CHALLENGE:
Return every one of the following entries verbatim, reproducing each line without any alteration.

INPUT DATA:

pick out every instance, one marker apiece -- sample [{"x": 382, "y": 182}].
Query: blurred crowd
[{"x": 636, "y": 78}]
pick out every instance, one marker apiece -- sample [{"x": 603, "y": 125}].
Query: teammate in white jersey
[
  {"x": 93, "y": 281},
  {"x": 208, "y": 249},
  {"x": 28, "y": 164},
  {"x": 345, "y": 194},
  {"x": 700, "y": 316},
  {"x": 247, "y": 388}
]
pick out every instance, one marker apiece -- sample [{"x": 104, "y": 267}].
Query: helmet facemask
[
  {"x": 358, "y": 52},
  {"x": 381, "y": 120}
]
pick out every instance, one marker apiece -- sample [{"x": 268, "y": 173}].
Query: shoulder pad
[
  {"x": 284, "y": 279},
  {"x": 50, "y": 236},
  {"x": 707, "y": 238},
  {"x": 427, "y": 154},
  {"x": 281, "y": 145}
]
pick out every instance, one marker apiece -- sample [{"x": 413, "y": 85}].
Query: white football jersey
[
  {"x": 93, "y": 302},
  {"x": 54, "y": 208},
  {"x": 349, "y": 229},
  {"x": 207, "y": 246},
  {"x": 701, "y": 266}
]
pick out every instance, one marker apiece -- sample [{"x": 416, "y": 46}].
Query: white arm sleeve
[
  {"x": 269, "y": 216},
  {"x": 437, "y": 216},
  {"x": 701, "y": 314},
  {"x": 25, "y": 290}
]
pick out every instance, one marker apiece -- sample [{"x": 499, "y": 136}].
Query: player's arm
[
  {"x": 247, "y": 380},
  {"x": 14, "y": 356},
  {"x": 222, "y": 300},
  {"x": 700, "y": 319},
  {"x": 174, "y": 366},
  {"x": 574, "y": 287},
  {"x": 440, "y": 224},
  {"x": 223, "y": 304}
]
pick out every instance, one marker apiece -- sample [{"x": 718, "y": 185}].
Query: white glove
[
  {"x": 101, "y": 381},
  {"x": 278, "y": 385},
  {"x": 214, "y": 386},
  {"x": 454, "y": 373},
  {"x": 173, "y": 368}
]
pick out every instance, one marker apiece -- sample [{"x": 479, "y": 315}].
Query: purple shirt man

FULL RESPONSE:
pick out every instance, one marker apiece -- sample [{"x": 382, "y": 182}].
Query: blurred crowd
[{"x": 636, "y": 78}]
pick out every instance, one marker apiece -- sample [{"x": 603, "y": 125}].
Query: teammate in white jersey
[
  {"x": 93, "y": 281},
  {"x": 208, "y": 249},
  {"x": 28, "y": 164},
  {"x": 345, "y": 194},
  {"x": 700, "y": 316},
  {"x": 247, "y": 388}
]
pick out every instance, one marker apiece -- sample [{"x": 104, "y": 267}].
Query: helmet facemask
[
  {"x": 358, "y": 52},
  {"x": 381, "y": 120}
]
pick out every instance, one marker apiece -- sample [{"x": 268, "y": 173}].
Query: shoulder pad
[
  {"x": 284, "y": 279},
  {"x": 50, "y": 236},
  {"x": 707, "y": 238},
  {"x": 427, "y": 154},
  {"x": 281, "y": 145}
]
pick out every instance, one marker apiece -- sample [{"x": 413, "y": 85}].
Query: white football jersey
[
  {"x": 93, "y": 302},
  {"x": 54, "y": 208},
  {"x": 349, "y": 229},
  {"x": 207, "y": 246},
  {"x": 701, "y": 266}
]
pick out every instance, one marker apiece -- sample [{"x": 416, "y": 46}].
Query: white arm sleeve
[
  {"x": 269, "y": 216},
  {"x": 437, "y": 216},
  {"x": 701, "y": 314},
  {"x": 25, "y": 290}
]
pick out every instance, one marker apiece -- sample [{"x": 499, "y": 136}].
Query: player's arm
[
  {"x": 247, "y": 380},
  {"x": 14, "y": 356},
  {"x": 222, "y": 300},
  {"x": 700, "y": 319},
  {"x": 174, "y": 366},
  {"x": 574, "y": 287},
  {"x": 440, "y": 224},
  {"x": 223, "y": 304}
]
pick out every instance, one marker apiece -- sample [{"x": 718, "y": 185}].
Query: white glove
[
  {"x": 101, "y": 381},
  {"x": 278, "y": 385},
  {"x": 214, "y": 386},
  {"x": 454, "y": 373},
  {"x": 173, "y": 368}
]
pick out every instance, one marker apiece -- sample [{"x": 479, "y": 315}].
Query: purple shirt man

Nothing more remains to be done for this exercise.